> [INSTRUÇÃO DADA 1]: Pode voltar a escrever, sem qualquer alteração, o trecho do texto sobre o concerto de Justin Bieber que vai de "As luzes apagaram-se" a "em escala gigante."?

> [TEXTO DE LEITURA]:
As luzes apagaram-se e o mundo lá fora já não existe. A partir de agora é só Justin Bieber, mesmo que em palco esteja Carly Rae Jepsen, e que mal se oiça porque os gritos são ensurdecedores. Se não soubéssemos do que se tratava, poderíamos dizer que o ambiente é o de uma festa de liceu em escala gigante.

Quem passou nos últimos dias pelo acampamento dos "beliebers" no Parque da Nações não viu nada, comparado com o que na noite desta segunda-feira se passa no Pavilhão Atlântico. Enquanto lá dentro já lá estão os que aqui dormiam há dias, à porta estão aqueles que só nesta segunda-feira puderam cá chegar. São muitas, e longas, as filas. São tantas as crianças e os adolescentes como os pais.

Registos de um conjunto de dados:

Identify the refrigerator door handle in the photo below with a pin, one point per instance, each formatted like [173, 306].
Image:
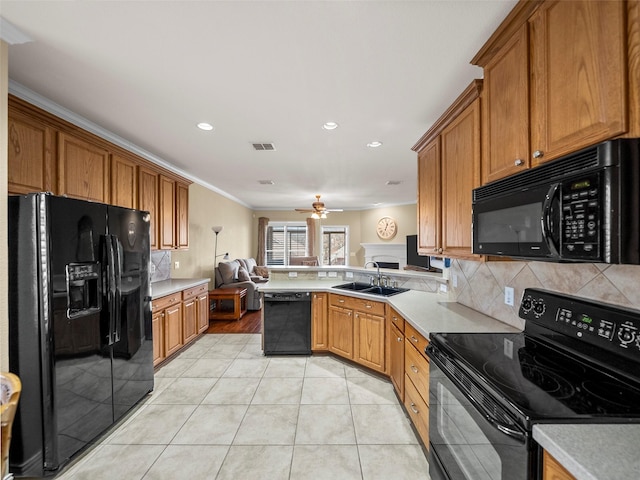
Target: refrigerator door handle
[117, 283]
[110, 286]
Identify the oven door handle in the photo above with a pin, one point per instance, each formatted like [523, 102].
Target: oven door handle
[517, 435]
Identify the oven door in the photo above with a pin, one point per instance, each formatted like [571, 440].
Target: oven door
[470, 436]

---

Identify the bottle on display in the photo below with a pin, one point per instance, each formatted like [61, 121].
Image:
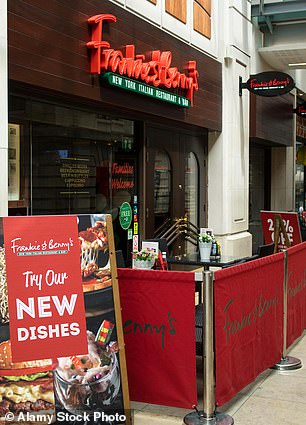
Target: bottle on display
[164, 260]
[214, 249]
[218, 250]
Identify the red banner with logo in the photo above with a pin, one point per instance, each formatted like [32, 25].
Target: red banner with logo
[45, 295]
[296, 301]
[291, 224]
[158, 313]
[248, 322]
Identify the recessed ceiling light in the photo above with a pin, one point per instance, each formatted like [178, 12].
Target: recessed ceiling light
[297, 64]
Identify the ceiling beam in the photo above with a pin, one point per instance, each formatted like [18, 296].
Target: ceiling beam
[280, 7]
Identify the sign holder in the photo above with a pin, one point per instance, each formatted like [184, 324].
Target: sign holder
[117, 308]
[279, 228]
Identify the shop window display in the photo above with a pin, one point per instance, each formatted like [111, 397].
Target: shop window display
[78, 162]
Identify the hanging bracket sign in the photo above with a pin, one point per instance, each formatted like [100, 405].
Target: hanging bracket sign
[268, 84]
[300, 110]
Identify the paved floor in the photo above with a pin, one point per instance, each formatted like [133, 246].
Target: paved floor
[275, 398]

--

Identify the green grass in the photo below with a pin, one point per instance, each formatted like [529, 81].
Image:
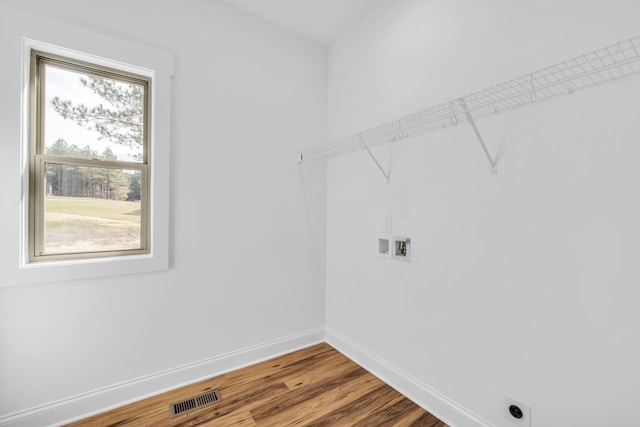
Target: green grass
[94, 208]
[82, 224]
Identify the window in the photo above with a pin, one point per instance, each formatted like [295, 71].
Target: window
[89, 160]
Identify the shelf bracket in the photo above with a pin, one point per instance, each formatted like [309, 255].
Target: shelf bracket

> [INSTRUÇÃO DADA 2]: Consegue repetir tal e qual as linhas das entradas, da linha com "Identify the shelf" até à linha com "Target: shelf bracket"?

> [RESPOSTA COMPLETA 1]:
As luzes apagaram-se e o mundo lá fora já não existe. A partir de agora é só Justin Bieber, mesmo que em palco esteja Carly Rae Jepsen, e que mal se oiça porque os gritos são ensurdecedores. Se não soubéssemos do que se tratava, poderíamos dizer que o ambiente é o de uma festa de liceu em escala gigante.

> [RESPOSTA COMPLETA 2]:
Identify the shelf bracket in the photo above with a pin, one point per instance, each formatted like [309, 255].
Target: shelf bracket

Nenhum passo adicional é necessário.